START Selected excerpt

The Eritrean government and civil society have expressed optimism that efforts to combat female genital mutilation (FGM) were bearing fruit, saying the campaign against the practice was gaining support in rural villages where excision was most common.
"We do not have the statistics yet, but we have seen a positive response, with even village councils coming up with their own provisional laws with the people's consensus to discourage the practice," Dehab Suleiman, the head of information and research at the National Union of Eritrean Women (NUEW), told IRIN on Wednesday. A national law was also being drafted to outlaw FGM in Eritrea, she said.
At a function to mark Anti-Female Circumcision Day on 6 February, Eritrea's Health Minister Saleh Meki had said the campaign against FGM was showing encouraging results.
Suleiman said FGM prevalence rates in Eritrea were estimated at 94 percent, but the practice was expected to decline in the near future because an increasing number of parents were choosing not to have their daughters subjected to FGM. "Even some circumcisers are now giving up the practice and are joining us to educate the people about the harmful effects of FGM," she said.
FGM involves the cutting and/or removal of the clitoris and other vaginal tissue, often under unsanitary conditions. It is practiced in at least 28 countries globally. The United Nations Children's Fund (UNICEF) estimates that up to 140 million girls and women around the world have undergone some form of FGM.
It is practiced extensively in Africa, and also in parts of the Middle East and among immigrant communities around the world. According to medical experts, it causes physical and psychological complications, as well as heightening the risk of HIV/AIDS, especially when dirty instruments are used.
Human rights activists have put pressure on governments to legislate against FGM. At least 16 African countries have banned the practice, and the Maputo Protocol, an African regional document that prohibits and condemns FGM, came into force in November 2005.

END Selected excerpt
START Stored data

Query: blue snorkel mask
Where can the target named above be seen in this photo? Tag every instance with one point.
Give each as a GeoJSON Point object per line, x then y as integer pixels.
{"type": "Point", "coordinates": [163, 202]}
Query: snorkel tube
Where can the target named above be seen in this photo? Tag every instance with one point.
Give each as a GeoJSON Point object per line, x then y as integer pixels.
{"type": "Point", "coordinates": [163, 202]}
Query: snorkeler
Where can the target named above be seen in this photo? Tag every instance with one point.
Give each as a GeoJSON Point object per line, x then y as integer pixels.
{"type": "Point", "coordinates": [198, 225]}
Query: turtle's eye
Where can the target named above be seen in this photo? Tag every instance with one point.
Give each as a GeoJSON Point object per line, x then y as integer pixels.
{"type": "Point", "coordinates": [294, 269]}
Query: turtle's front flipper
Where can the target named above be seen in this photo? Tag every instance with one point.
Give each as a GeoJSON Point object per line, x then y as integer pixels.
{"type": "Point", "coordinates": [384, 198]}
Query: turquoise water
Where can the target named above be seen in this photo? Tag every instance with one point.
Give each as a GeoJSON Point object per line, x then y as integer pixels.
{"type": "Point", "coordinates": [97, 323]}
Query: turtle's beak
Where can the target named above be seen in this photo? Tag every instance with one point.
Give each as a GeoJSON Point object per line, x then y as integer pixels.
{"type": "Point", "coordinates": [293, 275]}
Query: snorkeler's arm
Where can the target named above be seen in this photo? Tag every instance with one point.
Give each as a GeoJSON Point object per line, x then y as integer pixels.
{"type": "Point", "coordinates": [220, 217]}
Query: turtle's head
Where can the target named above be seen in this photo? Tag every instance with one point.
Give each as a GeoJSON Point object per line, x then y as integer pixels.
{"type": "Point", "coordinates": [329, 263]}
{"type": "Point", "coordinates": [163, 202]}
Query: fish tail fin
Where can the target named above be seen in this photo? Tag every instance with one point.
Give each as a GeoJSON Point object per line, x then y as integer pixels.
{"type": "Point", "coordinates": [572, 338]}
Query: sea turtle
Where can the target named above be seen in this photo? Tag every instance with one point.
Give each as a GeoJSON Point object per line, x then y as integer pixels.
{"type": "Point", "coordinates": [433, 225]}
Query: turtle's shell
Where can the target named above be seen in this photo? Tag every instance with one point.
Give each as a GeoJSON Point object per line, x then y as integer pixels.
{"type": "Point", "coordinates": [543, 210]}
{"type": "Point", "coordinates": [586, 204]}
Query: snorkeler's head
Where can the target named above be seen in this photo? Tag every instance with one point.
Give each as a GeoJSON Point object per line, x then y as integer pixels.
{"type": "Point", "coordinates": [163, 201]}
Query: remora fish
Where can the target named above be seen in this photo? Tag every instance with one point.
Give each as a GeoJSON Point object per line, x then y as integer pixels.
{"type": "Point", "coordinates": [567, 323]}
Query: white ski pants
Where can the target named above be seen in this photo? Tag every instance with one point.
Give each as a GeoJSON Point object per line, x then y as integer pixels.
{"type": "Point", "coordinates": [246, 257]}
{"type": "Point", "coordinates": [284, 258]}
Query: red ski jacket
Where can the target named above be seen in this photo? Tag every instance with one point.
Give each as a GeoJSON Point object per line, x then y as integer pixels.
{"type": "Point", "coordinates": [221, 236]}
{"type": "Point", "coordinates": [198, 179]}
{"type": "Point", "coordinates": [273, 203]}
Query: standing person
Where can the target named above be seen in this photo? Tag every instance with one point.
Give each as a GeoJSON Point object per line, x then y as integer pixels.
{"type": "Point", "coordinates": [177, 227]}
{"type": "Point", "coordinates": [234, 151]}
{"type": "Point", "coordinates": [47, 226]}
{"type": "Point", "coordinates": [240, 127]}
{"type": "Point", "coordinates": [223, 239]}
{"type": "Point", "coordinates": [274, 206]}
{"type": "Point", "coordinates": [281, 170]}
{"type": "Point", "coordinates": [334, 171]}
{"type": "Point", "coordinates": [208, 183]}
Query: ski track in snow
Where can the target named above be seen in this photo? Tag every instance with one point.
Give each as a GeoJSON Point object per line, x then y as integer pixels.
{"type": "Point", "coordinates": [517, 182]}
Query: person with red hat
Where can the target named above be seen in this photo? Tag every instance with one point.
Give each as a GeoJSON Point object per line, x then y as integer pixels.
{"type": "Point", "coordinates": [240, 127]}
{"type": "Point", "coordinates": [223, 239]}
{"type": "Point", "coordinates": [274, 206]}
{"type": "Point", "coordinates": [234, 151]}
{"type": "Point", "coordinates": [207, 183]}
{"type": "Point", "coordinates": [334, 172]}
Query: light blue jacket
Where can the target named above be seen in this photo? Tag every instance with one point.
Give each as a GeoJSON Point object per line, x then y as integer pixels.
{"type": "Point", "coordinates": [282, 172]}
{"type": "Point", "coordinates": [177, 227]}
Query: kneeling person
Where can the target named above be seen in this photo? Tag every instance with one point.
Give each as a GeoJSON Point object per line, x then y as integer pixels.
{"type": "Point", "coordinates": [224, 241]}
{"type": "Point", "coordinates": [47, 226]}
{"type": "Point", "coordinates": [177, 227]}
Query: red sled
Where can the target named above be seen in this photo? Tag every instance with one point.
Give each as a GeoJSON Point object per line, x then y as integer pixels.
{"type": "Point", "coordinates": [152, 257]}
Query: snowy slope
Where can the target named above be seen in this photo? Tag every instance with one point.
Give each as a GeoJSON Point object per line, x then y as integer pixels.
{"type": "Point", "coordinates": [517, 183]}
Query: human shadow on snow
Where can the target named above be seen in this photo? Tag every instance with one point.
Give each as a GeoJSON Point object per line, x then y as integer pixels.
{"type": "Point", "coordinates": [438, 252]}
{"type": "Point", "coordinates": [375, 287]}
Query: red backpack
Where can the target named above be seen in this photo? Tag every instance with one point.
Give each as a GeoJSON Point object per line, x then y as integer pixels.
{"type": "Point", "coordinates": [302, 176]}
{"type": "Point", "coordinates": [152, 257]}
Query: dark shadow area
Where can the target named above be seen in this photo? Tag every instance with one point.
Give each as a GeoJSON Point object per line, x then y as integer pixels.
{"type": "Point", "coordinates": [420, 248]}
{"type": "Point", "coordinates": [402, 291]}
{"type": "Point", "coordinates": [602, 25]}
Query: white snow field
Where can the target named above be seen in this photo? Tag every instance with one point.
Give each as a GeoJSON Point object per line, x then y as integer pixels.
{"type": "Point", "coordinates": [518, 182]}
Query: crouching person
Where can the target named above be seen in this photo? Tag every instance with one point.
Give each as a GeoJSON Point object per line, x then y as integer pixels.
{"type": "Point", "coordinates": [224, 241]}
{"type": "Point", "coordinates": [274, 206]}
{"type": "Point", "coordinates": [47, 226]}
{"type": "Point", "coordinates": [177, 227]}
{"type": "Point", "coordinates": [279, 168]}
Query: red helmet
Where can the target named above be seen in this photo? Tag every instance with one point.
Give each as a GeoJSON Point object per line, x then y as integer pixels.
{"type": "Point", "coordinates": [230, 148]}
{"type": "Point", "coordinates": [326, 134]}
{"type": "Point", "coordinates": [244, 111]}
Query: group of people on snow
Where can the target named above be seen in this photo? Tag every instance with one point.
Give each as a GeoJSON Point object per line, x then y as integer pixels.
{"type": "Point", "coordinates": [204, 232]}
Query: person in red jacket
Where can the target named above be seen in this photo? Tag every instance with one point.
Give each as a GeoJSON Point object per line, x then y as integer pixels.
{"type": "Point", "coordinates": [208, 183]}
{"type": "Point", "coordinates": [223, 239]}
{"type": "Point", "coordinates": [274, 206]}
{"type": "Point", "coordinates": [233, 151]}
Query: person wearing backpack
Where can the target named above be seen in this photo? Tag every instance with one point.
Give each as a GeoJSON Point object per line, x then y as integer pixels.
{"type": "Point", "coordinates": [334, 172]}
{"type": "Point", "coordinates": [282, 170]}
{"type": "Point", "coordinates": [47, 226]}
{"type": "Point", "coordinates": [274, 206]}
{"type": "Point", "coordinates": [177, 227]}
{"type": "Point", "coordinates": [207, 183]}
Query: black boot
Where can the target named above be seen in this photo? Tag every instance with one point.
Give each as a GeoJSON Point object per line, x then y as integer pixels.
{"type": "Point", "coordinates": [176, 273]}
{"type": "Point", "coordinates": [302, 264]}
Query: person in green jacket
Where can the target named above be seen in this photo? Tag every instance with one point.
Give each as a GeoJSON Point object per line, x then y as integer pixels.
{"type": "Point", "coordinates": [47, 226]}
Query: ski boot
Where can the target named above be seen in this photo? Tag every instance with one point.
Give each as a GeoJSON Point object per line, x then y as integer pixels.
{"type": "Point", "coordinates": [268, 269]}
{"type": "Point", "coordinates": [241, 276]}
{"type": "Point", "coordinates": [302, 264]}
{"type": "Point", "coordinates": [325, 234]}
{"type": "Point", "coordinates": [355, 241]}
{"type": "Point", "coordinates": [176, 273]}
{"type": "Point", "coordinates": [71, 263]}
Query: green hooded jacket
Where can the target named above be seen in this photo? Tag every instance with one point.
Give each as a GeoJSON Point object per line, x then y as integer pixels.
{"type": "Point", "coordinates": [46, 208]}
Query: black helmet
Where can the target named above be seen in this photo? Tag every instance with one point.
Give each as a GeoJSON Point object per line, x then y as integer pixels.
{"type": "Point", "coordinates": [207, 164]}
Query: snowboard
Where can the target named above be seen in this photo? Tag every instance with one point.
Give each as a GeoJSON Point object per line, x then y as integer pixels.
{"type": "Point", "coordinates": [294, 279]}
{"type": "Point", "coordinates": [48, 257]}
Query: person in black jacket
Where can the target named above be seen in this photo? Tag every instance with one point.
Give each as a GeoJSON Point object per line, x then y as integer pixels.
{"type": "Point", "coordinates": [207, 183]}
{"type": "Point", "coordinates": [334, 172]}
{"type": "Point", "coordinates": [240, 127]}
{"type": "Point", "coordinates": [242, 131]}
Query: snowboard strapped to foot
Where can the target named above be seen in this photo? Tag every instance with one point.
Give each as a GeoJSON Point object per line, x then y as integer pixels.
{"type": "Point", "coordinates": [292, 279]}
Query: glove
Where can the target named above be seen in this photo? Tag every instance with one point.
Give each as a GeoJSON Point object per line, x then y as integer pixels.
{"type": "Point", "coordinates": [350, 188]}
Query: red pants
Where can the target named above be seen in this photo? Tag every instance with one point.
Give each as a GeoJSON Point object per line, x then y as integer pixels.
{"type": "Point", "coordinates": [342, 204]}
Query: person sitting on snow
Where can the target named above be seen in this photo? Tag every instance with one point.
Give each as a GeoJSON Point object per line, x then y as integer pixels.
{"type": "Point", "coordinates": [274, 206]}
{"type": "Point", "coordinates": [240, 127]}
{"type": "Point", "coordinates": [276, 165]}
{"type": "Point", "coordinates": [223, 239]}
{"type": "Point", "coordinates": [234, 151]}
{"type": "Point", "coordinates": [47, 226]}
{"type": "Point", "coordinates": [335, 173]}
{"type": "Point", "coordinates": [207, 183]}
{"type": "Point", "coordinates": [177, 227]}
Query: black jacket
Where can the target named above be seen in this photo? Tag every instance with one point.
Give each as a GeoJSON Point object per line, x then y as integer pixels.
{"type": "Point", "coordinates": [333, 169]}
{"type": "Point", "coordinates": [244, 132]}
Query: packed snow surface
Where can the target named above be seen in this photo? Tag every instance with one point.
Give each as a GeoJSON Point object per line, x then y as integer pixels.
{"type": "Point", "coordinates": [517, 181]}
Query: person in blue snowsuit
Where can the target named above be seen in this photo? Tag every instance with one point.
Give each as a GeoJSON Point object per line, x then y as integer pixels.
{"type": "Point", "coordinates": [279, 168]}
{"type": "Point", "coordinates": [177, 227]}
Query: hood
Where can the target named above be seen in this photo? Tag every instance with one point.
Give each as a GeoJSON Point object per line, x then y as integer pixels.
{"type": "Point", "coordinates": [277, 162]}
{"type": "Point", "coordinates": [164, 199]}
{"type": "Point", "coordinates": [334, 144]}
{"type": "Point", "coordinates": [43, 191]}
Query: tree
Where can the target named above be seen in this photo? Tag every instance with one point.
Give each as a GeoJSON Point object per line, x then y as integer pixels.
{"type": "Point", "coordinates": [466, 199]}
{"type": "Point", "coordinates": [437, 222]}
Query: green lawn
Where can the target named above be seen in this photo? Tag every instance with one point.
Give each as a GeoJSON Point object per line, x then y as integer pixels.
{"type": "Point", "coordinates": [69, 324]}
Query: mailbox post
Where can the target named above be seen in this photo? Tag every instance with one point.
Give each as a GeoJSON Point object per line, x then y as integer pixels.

END Stored data

What to do:
a) In the text on female genital mutilation in Eritrea, what is the estimated FGM prevalence rate in Eritrea?
b) Please explain, using the text on female genital mutilation in Eritrea, why the practice was expected to decline in Eritrea in the near future.

Numbered answers:
a) It is estimated at 94 percent.

b) The practice was expected to decline because an increasing number of parents were choosing not to have their daughters subjected to FGM. Some circumcisers were also giving up the practice and joining the effort to educate people about its harmful effects.